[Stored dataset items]
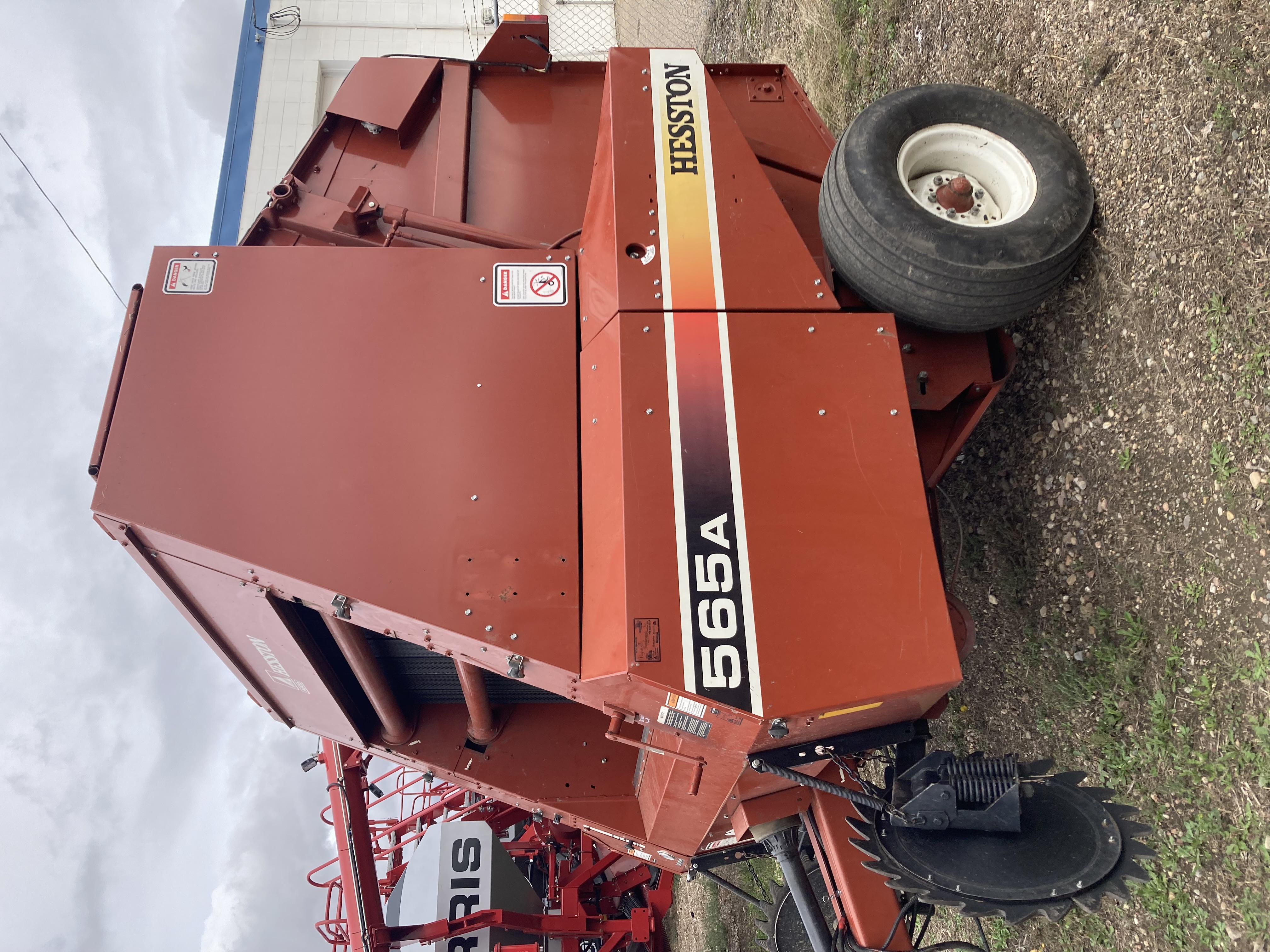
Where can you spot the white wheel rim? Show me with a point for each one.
(1003, 182)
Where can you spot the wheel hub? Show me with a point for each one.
(966, 174)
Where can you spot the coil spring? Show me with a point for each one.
(981, 780)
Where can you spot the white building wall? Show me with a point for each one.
(301, 73)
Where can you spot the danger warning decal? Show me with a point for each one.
(529, 285)
(190, 276)
(721, 658)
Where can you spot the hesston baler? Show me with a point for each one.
(538, 439)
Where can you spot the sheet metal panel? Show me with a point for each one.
(318, 414)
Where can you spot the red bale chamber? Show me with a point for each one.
(528, 440)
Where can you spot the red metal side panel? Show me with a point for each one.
(869, 903)
(388, 92)
(533, 148)
(849, 605)
(604, 549)
(253, 631)
(727, 242)
(319, 414)
(585, 767)
(629, 506)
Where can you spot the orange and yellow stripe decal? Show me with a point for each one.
(721, 654)
(691, 276)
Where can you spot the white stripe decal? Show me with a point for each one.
(681, 535)
(747, 594)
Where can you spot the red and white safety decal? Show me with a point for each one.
(530, 285)
(721, 655)
(190, 276)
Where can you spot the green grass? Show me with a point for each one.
(1221, 461)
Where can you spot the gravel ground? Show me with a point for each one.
(1110, 507)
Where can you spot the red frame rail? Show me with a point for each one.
(371, 858)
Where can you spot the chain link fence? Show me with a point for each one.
(585, 30)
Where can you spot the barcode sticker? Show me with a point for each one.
(688, 705)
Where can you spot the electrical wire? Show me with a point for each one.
(63, 218)
(283, 23)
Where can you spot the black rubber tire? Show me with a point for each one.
(935, 273)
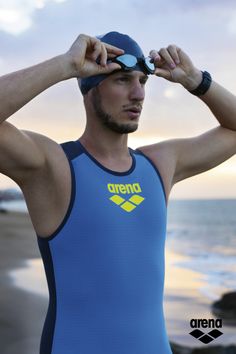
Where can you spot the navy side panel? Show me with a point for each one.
(49, 325)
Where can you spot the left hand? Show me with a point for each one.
(173, 64)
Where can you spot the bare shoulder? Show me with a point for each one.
(163, 156)
(43, 187)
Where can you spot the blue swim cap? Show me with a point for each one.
(119, 40)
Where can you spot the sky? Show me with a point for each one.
(32, 31)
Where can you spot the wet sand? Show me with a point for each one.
(22, 313)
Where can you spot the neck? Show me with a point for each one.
(104, 143)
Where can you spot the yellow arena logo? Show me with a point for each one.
(132, 202)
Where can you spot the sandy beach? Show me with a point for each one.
(22, 312)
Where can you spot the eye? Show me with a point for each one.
(143, 81)
(123, 79)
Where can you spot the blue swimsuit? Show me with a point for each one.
(105, 262)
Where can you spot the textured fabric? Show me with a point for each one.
(122, 41)
(105, 262)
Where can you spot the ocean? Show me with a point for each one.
(204, 231)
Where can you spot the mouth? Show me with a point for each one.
(133, 112)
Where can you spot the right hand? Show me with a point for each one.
(85, 51)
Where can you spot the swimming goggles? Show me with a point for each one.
(128, 62)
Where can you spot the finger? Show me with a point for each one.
(154, 55)
(96, 50)
(165, 74)
(172, 49)
(103, 60)
(167, 57)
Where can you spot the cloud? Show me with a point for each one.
(232, 24)
(16, 15)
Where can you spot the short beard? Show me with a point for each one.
(108, 119)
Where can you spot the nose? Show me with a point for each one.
(137, 92)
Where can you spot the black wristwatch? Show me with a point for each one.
(204, 85)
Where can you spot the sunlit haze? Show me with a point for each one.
(35, 30)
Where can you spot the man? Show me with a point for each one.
(99, 207)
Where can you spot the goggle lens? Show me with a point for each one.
(128, 61)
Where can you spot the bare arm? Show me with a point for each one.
(198, 154)
(22, 151)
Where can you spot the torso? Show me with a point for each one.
(47, 204)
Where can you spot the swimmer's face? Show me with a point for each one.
(118, 100)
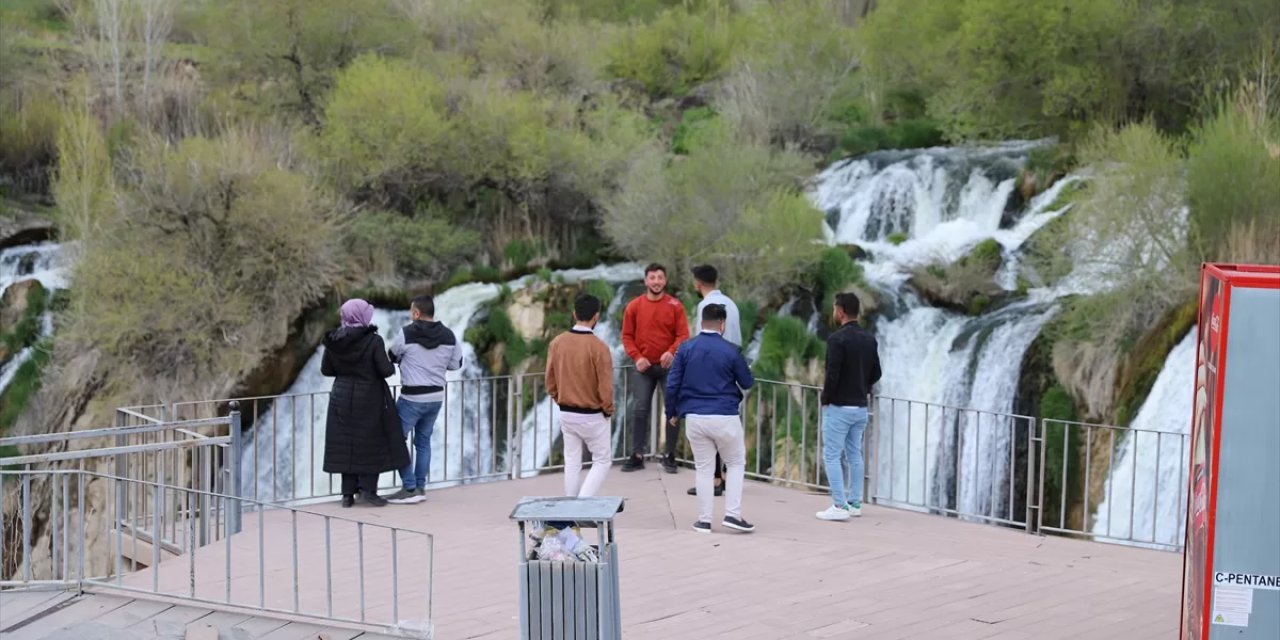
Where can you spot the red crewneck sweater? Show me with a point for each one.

TASK TO CARRY OUT ::
Return every line of the entries above unchanged, omitting the pictures.

FINAL RESULT ::
Where can you spot the white wheel rim? Show me with a point for each one.
(1003, 182)
Where can you spot the wheel hub? Show me with a point for each one.
(966, 174)
Where can you spot the coil spring? Show me with a point for each one.
(981, 780)
Where can you spot the white building wall? Show me with a point for each one.
(301, 73)
Where can you spot the danger warning decal? Show me with a point for each one.
(529, 285)
(190, 276)
(721, 658)
Where can you spot the hesston baler? Show me with a point for each one.
(538, 439)
Where can you spot the sheet metal panel? Show me with a point for each one.
(318, 414)
Where can you spot the red bale chamber? Show me with a point for each one.
(528, 440)
Where can you spot the red metal side panel? Show me with a point for each one.
(869, 903)
(388, 92)
(533, 148)
(849, 605)
(604, 549)
(253, 631)
(727, 242)
(319, 414)
(585, 767)
(629, 506)
Where can you spot the orange and yellow stripe decal? Show me with a point for each one.
(721, 654)
(691, 276)
Where can you spot the white stripe decal? Show me with a point for each one.
(681, 535)
(747, 594)
Where can you spot the red and white safety decal? Show me with a point for each one.
(530, 285)
(721, 655)
(190, 276)
Where can you spot the green grass? Show me with a point for each one.
(1221, 461)
Where can you spot the gravel ground? Show me with a point for each one.
(1110, 507)
Where can you spot the red frame rail? Show me with a point for each one.
(371, 858)
Where can you spot the chain link fence? Show me with a point for each one.
(585, 30)
Where can you spot the barcode sticker? Show me with a point for each one.
(688, 705)
Where can you spot the electrical wire? Show me with a point for each one.
(63, 218)
(283, 23)
Where can you spot the black rubber tire? Show me with a point for each one.
(935, 273)
Where can you spot the navy side panel? Show me with a point for each one.
(49, 325)
Where can you spot the left hand? Show me with a point for each one.
(173, 64)
Where can you spot the bare shoulder? Show me with a point for each one.
(163, 156)
(43, 187)
Where can you spot the blue swim cap? Show me with a point for each one.
(119, 40)
Where can you spot the sky? Show me with a point for each one.
(32, 31)
Where can you spot the wet sand? Show me with a point for each one.
(22, 313)
Where can you spot the neck? Show me with a point for each one.
(104, 143)
Where can you spot the yellow arena logo? Show me with a point for each one.
(132, 202)
Where can you spot the sandy beach? Show me with a point for each one.
(22, 312)
Where can you spot the eye? Show me with a point for each one.
(143, 81)
(123, 79)
Where can you spot the blue swimsuit? Show me with a point for each one.
(105, 262)
Where can you spot the textured fabric? Show me with a point for each one.
(122, 41)
(105, 262)
Where can you spot the ocean? Show me with a point for each one.
(204, 231)
Where can you spot the mouth? Show me with a point for each one.
(133, 112)
Where can you spot the right hand? Show me with a point for each one.
(85, 51)
Where can you spot the swimming goggles? Show me with a point for each one.
(128, 62)
Where can you spot the finger? Show me with a point for each one.
(154, 55)
(96, 50)
(165, 74)
(172, 49)
(103, 60)
(167, 57)
Where can you spot the cloud? Show me with a point for each one.
(232, 24)
(16, 15)
Where can you spot the short beard? Show me with a point for each one.
(108, 119)
Where can you spot the nose? Show me with a point for each one.
(137, 92)
Where can you spot the black wristwatch? Show me with a point for each one.
(204, 85)
Where can you spot the sunlit haze? Show me with a point for each one.
(35, 30)
Where can you spot the man? Show me with a point for each one.
(99, 207)
Where can you spot the goggle lens? Show me with a point for each one.
(128, 61)
Where can you spot the bare arm? Show me with a point for each one.
(198, 154)
(22, 151)
Where can you spot the torso? Show me with a point for each one.
(47, 204)
Where can you spot the swimmer's face? Show me with a point for each one.
(118, 100)
Where can you spot the red crewneck sweater? Show me with a point for each one.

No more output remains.